# Information shown:
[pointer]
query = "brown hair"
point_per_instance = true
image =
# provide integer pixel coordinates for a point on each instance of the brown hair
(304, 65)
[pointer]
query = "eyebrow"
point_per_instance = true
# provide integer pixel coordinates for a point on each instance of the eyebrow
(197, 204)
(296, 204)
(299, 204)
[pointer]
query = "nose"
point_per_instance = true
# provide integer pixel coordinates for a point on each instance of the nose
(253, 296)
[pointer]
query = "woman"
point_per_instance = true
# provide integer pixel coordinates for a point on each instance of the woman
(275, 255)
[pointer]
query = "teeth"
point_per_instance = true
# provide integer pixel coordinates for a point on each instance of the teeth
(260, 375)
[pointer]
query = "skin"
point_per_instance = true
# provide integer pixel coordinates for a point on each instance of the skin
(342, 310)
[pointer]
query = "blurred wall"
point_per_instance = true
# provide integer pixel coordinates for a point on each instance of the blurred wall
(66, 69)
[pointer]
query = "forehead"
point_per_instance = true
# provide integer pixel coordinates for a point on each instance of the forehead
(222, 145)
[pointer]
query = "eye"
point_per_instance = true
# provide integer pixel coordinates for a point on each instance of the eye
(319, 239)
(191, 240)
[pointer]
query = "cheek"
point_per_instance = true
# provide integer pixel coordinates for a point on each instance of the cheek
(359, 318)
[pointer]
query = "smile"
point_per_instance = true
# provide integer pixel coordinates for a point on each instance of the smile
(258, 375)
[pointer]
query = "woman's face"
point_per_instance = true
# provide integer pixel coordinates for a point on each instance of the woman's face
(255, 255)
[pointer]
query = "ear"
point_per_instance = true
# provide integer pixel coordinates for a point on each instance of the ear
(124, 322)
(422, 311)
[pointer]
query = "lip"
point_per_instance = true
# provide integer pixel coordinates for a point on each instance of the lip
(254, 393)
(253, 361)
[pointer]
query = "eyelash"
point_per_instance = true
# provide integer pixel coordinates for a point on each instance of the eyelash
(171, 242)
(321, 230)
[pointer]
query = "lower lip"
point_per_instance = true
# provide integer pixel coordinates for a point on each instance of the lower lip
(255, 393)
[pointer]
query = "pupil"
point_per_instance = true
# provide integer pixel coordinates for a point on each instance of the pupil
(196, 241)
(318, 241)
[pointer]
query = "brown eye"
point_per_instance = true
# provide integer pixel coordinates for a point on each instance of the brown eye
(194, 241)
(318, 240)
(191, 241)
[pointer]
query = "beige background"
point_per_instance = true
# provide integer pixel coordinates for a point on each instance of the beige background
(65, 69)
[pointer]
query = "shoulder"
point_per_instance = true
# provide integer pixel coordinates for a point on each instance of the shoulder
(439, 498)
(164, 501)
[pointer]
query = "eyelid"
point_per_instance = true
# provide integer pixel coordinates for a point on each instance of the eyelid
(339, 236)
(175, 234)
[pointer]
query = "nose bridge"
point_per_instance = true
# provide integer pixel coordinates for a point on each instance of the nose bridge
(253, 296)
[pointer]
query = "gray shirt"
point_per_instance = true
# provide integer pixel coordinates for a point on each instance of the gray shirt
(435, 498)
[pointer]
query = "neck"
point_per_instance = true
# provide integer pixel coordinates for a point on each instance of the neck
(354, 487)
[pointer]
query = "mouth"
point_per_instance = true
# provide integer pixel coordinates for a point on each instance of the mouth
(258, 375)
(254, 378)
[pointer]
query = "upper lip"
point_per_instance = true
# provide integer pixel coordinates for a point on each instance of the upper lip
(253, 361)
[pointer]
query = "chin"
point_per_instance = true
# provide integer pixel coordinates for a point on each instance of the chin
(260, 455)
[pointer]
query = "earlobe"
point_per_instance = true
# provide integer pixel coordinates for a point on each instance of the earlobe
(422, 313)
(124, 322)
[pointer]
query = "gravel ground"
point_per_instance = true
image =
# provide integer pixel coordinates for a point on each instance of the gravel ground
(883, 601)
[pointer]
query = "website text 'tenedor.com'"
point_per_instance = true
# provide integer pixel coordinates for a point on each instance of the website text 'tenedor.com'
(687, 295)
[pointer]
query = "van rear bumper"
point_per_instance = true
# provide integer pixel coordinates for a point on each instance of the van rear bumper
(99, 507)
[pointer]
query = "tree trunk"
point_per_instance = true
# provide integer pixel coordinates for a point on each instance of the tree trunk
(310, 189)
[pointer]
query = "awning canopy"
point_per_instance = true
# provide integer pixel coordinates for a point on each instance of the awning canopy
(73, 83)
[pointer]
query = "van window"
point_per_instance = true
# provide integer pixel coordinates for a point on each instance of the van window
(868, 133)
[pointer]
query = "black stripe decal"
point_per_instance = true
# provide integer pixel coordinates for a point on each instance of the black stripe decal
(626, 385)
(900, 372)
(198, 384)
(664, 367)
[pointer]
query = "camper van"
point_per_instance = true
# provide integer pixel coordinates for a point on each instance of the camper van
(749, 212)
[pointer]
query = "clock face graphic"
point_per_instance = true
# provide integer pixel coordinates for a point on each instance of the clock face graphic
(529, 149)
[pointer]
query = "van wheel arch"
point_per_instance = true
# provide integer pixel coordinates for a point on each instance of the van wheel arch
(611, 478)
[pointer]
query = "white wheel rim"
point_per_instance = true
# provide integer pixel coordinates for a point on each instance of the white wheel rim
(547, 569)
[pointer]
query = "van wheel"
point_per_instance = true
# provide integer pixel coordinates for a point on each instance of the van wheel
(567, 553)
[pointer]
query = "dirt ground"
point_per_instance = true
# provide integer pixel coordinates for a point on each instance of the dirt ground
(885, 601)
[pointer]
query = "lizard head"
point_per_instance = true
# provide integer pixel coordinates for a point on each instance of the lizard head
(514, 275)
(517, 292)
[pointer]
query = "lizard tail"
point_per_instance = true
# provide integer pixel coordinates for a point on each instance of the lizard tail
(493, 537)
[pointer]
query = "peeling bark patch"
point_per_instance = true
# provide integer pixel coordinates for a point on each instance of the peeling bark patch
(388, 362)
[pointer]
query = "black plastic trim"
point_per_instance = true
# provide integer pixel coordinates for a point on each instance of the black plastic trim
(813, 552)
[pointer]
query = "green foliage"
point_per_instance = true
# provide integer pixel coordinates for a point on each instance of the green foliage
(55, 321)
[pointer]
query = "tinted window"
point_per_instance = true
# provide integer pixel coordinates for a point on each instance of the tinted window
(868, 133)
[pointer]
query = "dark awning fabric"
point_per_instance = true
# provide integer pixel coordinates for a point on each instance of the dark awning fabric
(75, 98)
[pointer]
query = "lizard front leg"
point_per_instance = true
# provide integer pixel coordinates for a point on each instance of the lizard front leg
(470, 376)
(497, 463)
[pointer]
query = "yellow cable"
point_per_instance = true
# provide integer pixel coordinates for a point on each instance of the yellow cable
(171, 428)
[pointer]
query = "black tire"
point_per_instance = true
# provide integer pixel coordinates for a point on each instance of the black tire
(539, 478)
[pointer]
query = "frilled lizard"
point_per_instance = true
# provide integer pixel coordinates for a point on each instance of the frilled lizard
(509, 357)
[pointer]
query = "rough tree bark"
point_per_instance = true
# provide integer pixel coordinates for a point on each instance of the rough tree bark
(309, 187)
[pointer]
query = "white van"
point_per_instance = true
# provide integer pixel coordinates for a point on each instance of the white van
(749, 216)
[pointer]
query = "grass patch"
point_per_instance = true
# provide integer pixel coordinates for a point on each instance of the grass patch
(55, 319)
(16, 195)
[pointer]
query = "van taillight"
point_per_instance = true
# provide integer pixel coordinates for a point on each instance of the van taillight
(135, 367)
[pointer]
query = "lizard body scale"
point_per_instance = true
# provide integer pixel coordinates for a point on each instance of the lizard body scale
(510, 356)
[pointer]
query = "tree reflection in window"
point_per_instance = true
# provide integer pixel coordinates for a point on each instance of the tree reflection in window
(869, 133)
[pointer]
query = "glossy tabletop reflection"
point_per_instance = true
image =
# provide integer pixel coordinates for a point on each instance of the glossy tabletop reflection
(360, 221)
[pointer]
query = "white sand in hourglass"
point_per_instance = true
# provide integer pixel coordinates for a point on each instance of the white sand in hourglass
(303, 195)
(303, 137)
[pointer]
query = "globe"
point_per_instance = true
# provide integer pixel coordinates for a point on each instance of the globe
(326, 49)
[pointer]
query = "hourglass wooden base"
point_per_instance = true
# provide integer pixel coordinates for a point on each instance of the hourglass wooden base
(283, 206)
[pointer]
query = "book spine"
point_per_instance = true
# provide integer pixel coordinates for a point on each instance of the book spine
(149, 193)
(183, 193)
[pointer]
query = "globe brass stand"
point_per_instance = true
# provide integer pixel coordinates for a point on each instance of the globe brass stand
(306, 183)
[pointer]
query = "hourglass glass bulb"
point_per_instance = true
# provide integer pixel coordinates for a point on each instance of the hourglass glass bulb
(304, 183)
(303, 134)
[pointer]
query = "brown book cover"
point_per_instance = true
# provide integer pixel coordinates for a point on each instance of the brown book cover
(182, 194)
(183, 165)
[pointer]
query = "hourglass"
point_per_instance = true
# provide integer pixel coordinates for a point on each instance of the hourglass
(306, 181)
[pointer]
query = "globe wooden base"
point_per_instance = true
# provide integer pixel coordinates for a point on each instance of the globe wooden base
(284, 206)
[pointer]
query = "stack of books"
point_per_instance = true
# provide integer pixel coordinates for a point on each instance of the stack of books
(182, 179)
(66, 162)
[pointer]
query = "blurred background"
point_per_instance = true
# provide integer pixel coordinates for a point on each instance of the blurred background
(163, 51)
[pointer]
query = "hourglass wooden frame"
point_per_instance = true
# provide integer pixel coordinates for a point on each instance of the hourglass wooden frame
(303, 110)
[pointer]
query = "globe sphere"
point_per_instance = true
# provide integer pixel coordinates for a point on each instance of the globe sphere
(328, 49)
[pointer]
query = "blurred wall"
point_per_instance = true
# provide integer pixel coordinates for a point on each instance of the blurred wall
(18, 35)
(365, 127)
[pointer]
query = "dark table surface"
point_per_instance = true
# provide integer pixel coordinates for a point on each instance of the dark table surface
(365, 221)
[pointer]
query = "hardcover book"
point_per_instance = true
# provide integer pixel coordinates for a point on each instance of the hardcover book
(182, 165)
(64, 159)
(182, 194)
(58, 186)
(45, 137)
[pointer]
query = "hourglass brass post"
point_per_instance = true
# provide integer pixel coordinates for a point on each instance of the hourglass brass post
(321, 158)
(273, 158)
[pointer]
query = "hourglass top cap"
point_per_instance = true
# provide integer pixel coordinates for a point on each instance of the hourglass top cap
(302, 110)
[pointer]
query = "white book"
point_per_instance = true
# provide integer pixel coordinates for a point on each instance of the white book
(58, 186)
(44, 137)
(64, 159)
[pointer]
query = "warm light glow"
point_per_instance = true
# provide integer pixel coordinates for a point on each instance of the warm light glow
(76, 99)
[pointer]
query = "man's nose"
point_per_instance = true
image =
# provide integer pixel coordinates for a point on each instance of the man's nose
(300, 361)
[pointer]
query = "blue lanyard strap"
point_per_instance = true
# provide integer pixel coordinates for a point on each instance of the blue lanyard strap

# Problem details:
Copy each line of the listing that contains the string "blue".

# Answer to this task:
query = "blue lanyard strap"
# provide integer pixel coordinates for a point on each instance of the blue lanyard strap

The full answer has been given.